-- WHAT THE EXERCISE ASKS --
Copy the lines below word for word, changing nothing.

[Data taken from a collection]
^^^^^^^^^^^^^^^^

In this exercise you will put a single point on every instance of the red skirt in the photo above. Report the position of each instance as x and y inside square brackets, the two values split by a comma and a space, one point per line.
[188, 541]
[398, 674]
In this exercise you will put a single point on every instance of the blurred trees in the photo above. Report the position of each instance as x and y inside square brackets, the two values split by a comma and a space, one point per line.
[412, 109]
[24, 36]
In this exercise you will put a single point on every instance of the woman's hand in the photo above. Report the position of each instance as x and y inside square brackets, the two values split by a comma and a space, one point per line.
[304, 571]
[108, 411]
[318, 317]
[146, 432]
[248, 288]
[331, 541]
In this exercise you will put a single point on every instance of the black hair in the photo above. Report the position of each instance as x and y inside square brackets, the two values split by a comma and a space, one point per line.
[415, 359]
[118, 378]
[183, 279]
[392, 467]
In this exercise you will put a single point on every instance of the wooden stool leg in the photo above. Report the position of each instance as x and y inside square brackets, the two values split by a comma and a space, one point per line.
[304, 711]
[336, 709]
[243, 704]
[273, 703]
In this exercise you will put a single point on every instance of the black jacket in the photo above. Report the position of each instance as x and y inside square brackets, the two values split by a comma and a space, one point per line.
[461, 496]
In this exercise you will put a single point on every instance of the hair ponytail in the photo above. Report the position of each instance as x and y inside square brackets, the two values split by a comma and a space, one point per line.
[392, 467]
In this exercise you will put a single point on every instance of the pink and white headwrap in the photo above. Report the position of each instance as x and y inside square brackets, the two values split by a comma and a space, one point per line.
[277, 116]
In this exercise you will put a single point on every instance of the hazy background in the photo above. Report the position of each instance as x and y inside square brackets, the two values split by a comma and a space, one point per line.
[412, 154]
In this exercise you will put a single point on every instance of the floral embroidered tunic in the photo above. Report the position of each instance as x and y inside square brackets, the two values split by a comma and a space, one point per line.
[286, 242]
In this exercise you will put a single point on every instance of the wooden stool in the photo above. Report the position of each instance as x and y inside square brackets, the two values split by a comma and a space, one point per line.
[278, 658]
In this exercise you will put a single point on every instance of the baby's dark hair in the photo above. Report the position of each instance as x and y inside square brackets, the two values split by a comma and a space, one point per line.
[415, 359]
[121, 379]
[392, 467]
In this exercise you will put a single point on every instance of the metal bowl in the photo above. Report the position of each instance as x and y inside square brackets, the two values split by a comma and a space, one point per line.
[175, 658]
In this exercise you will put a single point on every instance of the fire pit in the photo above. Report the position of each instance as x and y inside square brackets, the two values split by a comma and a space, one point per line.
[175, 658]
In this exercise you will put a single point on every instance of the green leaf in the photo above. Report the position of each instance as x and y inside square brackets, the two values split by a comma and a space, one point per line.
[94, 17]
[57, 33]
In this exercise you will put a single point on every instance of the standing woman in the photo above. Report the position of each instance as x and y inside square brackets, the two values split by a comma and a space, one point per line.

^^^^^^^^^^^^^^^^

-- SOLVED EXERCISE --
In this exercise you will put a single point on every instance of the red skirt in the photo above. Report the position of each instance as x and y inside square brackets, the two values split by a comma and a space, one point per line.
[188, 541]
[398, 674]
In this exercise you will put a single point on every instance of the blurred trees in the photo above. Report the position of each instance as x and y inside square brackets, the two values split by a comma and a space, one point per line.
[412, 109]
[24, 36]
In this exercise you will put a single point on every instance of the woman's hand in the photo above. Report the position of each instance as x and y inside square brackets, the two values split by a comma and a space, one point per line.
[304, 571]
[108, 411]
[318, 317]
[146, 432]
[248, 288]
[331, 541]
In this exercise you will put a single point on every instance of the black hair in the photo above. Report the position of each instance as x and y inside square brackets, the two values split by a comma and a space, one point per line.
[415, 359]
[118, 378]
[183, 279]
[392, 467]
In this exercise you will put a single point on every instance of the wooden stool leg in the photo above. Report the position of each instance as x and y inside square brackets, the two values split by a comma and a space, one point per line.
[304, 711]
[336, 709]
[243, 704]
[273, 703]
In this exercise you will put a single point on every instance of the black jacket in the photo above. Report the position of each instance as x and y inside square brackets, the two values split by a comma and a space, one point per line.
[461, 496]
In this exercise you will put a single point on every instance of the hair ponytail in the photo above. Report the position of each instance as x and y inside square brackets, the two values split by a comma and a space, one point per line.
[392, 467]
In this exercise you will put a single point on every instance of the pink and white headwrap in the photo above. Report the position of each instance as x and y inside square brackets, the two values split by a comma and a space, one point per line.
[277, 116]
In this exercise you will put a single point on every instance of the hazy background in the photo above. Report the position of each instance as x and y inside square brackets, the two values split by a comma and a space, one point per line.
[412, 154]
In this exercise you will put a single point on every instance of the floral embroidered tunic in the photo above. Report the position of each instance as x and y inside square brackets, the two values split by a comma and a space, one point per line.
[286, 242]
In this exercise you will put a single point on every instance of the wooden stool in the photo above. Report the position of each instance as x and y inside square brackets, the two values split by a comma and a space, one point per line.
[278, 658]
In this exercise you will put a single point on every instance of the baby's dark hair in the photo above. Report the position of each instance as x and y inside square brackets, the two values split by a comma and a space, one point per line.
[415, 359]
[121, 379]
[392, 467]
In this exercise you will put a single point on every instance of the metal bowl in the photo above. Report the position of each instance as x and y inside square brackets, the two values split by a comma and a space, one point per line.
[175, 658]
In this exercise you will put a single point on every instance of the fire pit in the photo above. Report the position of each instance as x and y inside square brackets, the two values split by a comma and a space, one point per line.
[175, 658]
In this exercise you will put a single point on every instance of the green leaf in the photo above. Report the position of each instance as x and y inside square brackets, the two values split by a comma and a space, one point per line.
[94, 17]
[57, 33]
In this exercise you will put a single point on every instance of the standing woman in the photo above. Report the position of each instance as x and y inside square brackets, the two values split by a comma and a space, one point per line.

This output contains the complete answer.